▶ [Given instruction] Rewrite the data below, changing every "in this shot" to "in this image" and leaving everything else as it is. Omit the pictures from your answer.

▶ [Available data]
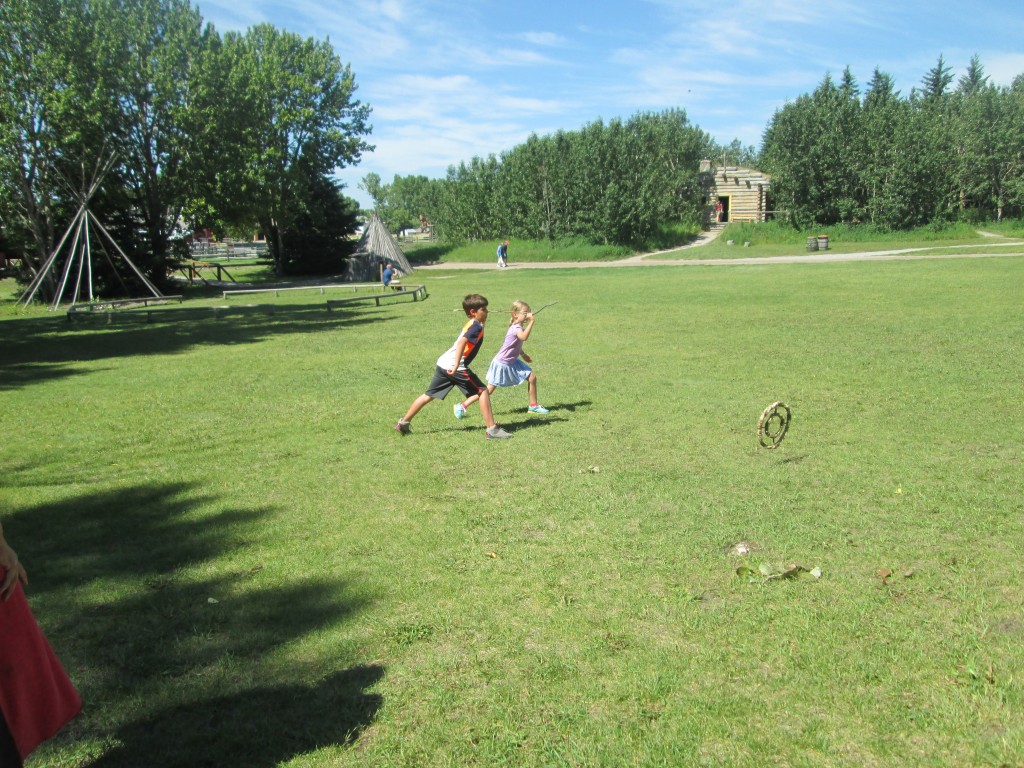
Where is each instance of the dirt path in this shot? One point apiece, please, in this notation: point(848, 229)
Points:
point(652, 259)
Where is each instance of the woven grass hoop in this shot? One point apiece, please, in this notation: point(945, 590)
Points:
point(773, 424)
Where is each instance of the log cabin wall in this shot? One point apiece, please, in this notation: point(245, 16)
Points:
point(741, 190)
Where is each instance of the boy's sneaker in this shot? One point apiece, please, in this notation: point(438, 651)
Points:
point(497, 433)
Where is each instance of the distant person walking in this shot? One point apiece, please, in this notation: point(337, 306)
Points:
point(506, 369)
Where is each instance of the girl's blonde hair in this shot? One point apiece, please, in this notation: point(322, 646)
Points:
point(517, 307)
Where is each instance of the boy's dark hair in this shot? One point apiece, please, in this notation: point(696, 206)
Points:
point(473, 301)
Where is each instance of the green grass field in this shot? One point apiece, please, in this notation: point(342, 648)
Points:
point(240, 562)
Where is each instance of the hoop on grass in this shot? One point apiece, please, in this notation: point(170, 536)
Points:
point(773, 424)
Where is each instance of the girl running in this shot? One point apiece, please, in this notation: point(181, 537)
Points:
point(506, 369)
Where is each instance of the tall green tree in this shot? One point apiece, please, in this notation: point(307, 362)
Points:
point(48, 124)
point(147, 51)
point(293, 115)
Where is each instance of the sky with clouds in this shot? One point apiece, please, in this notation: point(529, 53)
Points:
point(452, 79)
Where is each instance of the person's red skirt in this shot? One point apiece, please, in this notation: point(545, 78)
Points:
point(37, 698)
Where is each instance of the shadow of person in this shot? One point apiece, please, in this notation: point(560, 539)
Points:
point(258, 727)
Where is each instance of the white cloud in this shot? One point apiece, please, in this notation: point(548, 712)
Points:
point(548, 39)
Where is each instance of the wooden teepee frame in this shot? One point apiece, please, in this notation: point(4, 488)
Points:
point(376, 248)
point(80, 251)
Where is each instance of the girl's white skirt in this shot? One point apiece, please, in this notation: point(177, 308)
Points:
point(508, 376)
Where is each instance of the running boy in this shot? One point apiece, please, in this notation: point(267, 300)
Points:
point(506, 369)
point(453, 371)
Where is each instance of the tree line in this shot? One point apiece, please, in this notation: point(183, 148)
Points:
point(944, 153)
point(613, 182)
point(834, 156)
point(237, 130)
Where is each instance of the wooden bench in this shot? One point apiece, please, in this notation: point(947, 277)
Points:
point(392, 292)
point(109, 306)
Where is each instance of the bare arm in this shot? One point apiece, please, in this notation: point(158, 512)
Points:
point(524, 333)
point(13, 570)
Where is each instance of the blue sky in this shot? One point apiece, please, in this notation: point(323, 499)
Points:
point(453, 79)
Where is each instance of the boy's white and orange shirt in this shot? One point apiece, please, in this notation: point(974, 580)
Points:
point(473, 332)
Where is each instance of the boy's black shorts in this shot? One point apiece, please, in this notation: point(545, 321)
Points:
point(441, 384)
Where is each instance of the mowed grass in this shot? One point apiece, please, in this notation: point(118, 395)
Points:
point(241, 562)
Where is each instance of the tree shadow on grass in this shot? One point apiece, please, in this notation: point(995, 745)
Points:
point(38, 349)
point(156, 608)
point(262, 726)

▶ [Response]
Where is each instance of the dirt path in this image? One point apiece, please, in this notation: point(848, 229)
Points:
point(652, 259)
Where is each instance of the woven grass hoop in this image? One point apiece, please, in this notation: point(945, 590)
Points:
point(773, 424)
Where is each instance of the log cabin wall in this image? One point apiece, please, in this notation: point(245, 16)
Points:
point(741, 190)
Where is each instance of the boy's sneaker in this image? One point apiece, please, in this notation: point(438, 651)
Points:
point(497, 433)
Where is each instance of the distant person walking in this image? One point apiece, please, in this notation: point(337, 306)
Points:
point(506, 369)
Where is each instance of the girl's blonde hair in this image? One point apiece, please, in this notation: point(322, 646)
Points:
point(517, 307)
Where is each instance of the boy's dark hair in this image? One point apiece, please, in this notation: point(696, 206)
Points:
point(473, 301)
Where is each instance of the green grass field in this image? One point apiece, please, in this notation: point(342, 648)
Points:
point(240, 562)
Where is each instance of the hoop on grass in this image? One point apiece, please, in this notation: point(170, 536)
Points:
point(773, 424)
Where is each instance of the girl running in this image? One point apiece, please, in this notation: point(181, 537)
Points:
point(506, 369)
Where is each instance of the tall green tree in this image? One point apiece, please, in this notation: point(307, 362)
Points:
point(48, 124)
point(147, 51)
point(293, 115)
Where is each instance of the sky with clouds in this image? One point apiece, please, in this notation: point(529, 53)
Points:
point(452, 79)
Where is each instance of the person's red skirt in this image? One point apiece, please, in this notation: point(545, 78)
Points:
point(37, 698)
Where is each instance of the shadow of person in this image? One point apiece, please, in this notation: point(560, 539)
Points:
point(258, 727)
Where is each instance of the white cloud in this image? One point apiece, please, in this notation: point(548, 712)
Points:
point(548, 39)
Where is each instance of the wooden teepee frame in this image? One point apiece, please, in this notation: point(4, 488)
Points:
point(376, 248)
point(80, 251)
Where is each instance of the girl's white skirt in this image? One point apiece, please, in this notation: point(177, 308)
Points:
point(508, 376)
Where is each instance of the running boy in this image? One point apiece, please, in this notation: point(267, 300)
Points:
point(506, 369)
point(453, 371)
Where is each instance of the tree line in this image? One point apiece, please, in this notation: point(183, 148)
Points:
point(944, 153)
point(613, 182)
point(834, 156)
point(237, 130)
Where is each instance of the wooden bench in this image? One point apiece, please, in this notation: point(947, 277)
Points:
point(392, 292)
point(109, 306)
Where is each instance of the bare arm in this image? One point apiece, please, in this notation: point(158, 512)
Points:
point(524, 333)
point(13, 570)
Where is each instance of the blue sky in this image? One point apiece, please, in this notation: point(323, 499)
Points:
point(453, 79)
Where is each instance of the boy's white and orange shirt in this image? One point apiece, please, in this notation: point(974, 580)
Points:
point(473, 332)
Where is each instance of the boy's black shorts in this image? One point apiece, please, in this notation: point(545, 321)
Points:
point(441, 384)
Where is each instance of the mowed grass in this image? One point apiece, please, in this notation: point(118, 395)
Points:
point(241, 562)
Where is each instance of the tree shadow on grass in this image? One point apiece, please, in this notation: point(995, 745)
Points:
point(38, 349)
point(156, 608)
point(262, 726)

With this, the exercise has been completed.